# Instructions
1. Answer these from the CUDA outlook text:
(a) How much memory does the AMD MI300X have?
(b) What share of AI compute does the timeline estimate give CUDA for 2026-2028?
(c) According to the summary, what share of CUDA performance does ROCm/HIP provide?
2. Copy the CUDA outlook text from "Factors maintaining CUDA" to "HBM3, 5.3 TB/s)", swapping "Developer familiarity" for "Programmer familiarity".
3. List every factor that the CUDA outlook text says maintains CUDA dominance.
Top of Extract
The Future: Will CUDA’s Dominance Persist?
Factors maintaining CUDA dominance:
1. Ecosystem lock-in: 17 years of libraries, tutorials, Stack Overflow answers
2. PyTorch is CUDA-first: most operators tested primarily on CUDA
3. TensorRT-LLM: no equivalent on other platforms
4. NCCL: best multi-GPU communication library
5. Developer familiarity: most GPU programmers learned CUDA first
Factors eroding CUDA dominance:
1. AMD MI300X is hardware-competitive (192 GB HBM3, 5.3 TB/s)
2. ROCm/HIP can auto-translate most CUDA code
3. Cloud providers negotiating AMD GPU contracts (cost pressure)
4. Triton (OpenAI) compiles to both CUDA PTX and AMD AMDGPU ISA
5. llama.cpp proves Vulkan/Metal viable for inference
6. MLIR/StableHLO provide hardware-agnostic intermediate representations
Timeline estimate:
- 2024-2025: CUDA >90% of AI compute, AMD gaining in inference
- 2026-2028: CUDA ~80%, AMD ~15%, others ~5%
- Long term: hardware-agnostic compilers (Triton, XLA) may abstract away
the programming model, making the GPU ISA less relevant
Summary
CUDA dominates GPU computing for AI through a combination of hardware excellence and an unmatched software ecosystem. ROCm/HIP is the closest competitor, providing 85-95% of CUDA performance with good library coverage and a source-level compatibility layer. Metal provides functional local inference on Apple Silicon but lacks the throughput for production serving. Vulkan offers universal portability at 55-70% of native performance. SYCL provides a clean programming abstraction but lacks ecosystem depth. For production AI workloads today, CUDA remains the default choice, with ROCm as a viable alternative for AMD datacenter GPUs. The long-term trend points toward hardware-agnostic compiler frameworks (Triton, XLA, MLIR) that abstract the programming model, potentially reducing CUDA’s ecosystem advantage.
Bottom of Extract
Top of Recorded information
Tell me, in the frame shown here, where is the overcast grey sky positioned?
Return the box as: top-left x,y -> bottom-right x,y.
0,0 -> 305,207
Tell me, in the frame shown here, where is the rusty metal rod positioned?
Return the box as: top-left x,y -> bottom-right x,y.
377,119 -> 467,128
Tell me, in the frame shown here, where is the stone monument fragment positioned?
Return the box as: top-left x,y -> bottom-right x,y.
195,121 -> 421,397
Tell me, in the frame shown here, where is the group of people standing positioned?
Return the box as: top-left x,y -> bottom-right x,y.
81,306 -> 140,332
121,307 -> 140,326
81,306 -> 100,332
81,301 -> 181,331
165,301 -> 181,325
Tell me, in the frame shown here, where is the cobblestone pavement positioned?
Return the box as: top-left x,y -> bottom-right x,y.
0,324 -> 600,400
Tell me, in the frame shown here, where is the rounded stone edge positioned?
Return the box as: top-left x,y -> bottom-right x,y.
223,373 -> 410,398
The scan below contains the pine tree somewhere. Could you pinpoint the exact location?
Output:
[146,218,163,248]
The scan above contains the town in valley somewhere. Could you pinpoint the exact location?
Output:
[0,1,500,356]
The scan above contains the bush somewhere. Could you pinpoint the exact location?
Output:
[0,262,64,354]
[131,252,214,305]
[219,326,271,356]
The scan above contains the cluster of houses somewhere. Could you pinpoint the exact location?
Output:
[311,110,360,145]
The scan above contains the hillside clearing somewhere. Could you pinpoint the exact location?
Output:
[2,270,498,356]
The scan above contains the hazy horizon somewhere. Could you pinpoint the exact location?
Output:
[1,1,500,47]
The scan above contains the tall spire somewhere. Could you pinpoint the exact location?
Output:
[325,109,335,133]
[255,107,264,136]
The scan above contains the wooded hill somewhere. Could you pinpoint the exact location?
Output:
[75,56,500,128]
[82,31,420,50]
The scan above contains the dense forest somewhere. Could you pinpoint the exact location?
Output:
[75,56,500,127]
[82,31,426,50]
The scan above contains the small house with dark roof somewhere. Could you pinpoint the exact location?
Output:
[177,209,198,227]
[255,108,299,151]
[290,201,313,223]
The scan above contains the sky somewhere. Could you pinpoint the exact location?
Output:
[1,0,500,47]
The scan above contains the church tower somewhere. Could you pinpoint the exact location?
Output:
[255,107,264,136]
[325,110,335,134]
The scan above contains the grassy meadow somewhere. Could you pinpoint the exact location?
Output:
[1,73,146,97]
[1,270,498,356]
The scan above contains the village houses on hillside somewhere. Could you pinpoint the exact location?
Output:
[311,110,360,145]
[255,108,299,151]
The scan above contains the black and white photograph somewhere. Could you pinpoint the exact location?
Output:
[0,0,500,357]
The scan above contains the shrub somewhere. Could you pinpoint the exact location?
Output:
Bottom of Recorded information
# Written responses
1.
(a) 192 GB HBM3
(b) About 80%
(c) 85-95%

2.
Factors maintaining CUDA dominance:
1. Ecosystem lock-in: 17 years of libraries, tutorials, Stack Overflow answers
2. PyTorch is CUDA-first: most operators tested primarily on CUDA
3. TensorRT-LLM: no equivalent on other platforms
4. NCCL: best multi-GPU communication library
5. Programmer familiarity: most GPU programmers learned CUDA first
Factors eroding CUDA dominance:
1. AMD MI300X is hardware-competitive (192 GB HBM3, 5.3 TB/s)

3.
1. Ecosystem lock-in
2. PyTorch is CUDA-first
3. TensorRT-LLM
4. NCCL
5. Developer familiarity